How to complete this task.
Answer these questions from the switchgrass excerpt below.
(a) For how long have domestication efforts aimed at switchgrass feedstock characteristics been in progress?
(b) How few SNPs can be enough for genomic selection in cattle?
(c) What four factors will determine the actual number of markers needed for switchgrass?

Selected excerpt.
The massive natural distribution and outcrossing life history of switchgrass suggest that the species most likely possesses high levels of genetic variation. Domestication efforts targeting improvement of the feedstock characteristics of switchgrass have only been in progress for the last two decades. Therefore, in many regards, switchgrass is an undomesticated forage grass that has held a dominant ecological role in large parts of the US prairie. This suggests that even registered cultivars are likely to have retained considerable allelic variation that could be utilized to improve the biofuel production potential and efficiency of this species. Conventional breeding efforts of switchgrass are time consuming and challenging. Marker-assisted breeding could reduce the cycle time of this perennial by severalfold. However, assuming it has characteristics similar to other highly outcrossing grasses, such as maize, the traits targeted for domestication/breeding are very likely to be controlled by hundreds of quantitative trait loci (QTL) with small effects
[19]. In a breeding context, these numerous small-effect QTL are best utilized using a marker-assisted breeding approach known as “Genomic Selection” (GS) or “Genome-wide selection”(GWS). GS relies on a simple principle of marker-trait association: When thousands of markers spanning the whole genome have been tested together for their association with a trait, at least one marker will be in linkage disequilibrium (LD) with each and every QTL regardless of the effect size or the location, whereby all QTL effects can be captured
[20]. In low diversity species like cattle, this can be achieved by as few as 50,000 SNPs
[21]. However, in a high diversity species like maize, more than two million SNPs may be necessary
[22] to properly carry out GS across the species. Regardless of the species, however, all GS studies require preliminary studies with a large-scale, marker-discovery component. Such efforts are already underway forseveral other organisms such as
Arabidopsis thaliana
[23], rice
[24], and maize
[22],
[25]. For switchgrass, assuming it would be similar to maize, it is likely that GS efforts will also require a large number of markers, estimated between 50,000 and two million SNPs. The actual number will be determined by the effective population size, effective recombination rate, trait heritability, and number of QTL, which may be highly variable between individual breeding programs.

Given information.
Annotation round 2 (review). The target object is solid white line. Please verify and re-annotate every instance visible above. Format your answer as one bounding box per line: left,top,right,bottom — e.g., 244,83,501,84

Solution for this problem.
(a) The last two decades.
(b) As few as 50,000 SNPs.
(c) Effective population size, effective recombination rate, trait heritability, and number of QTL.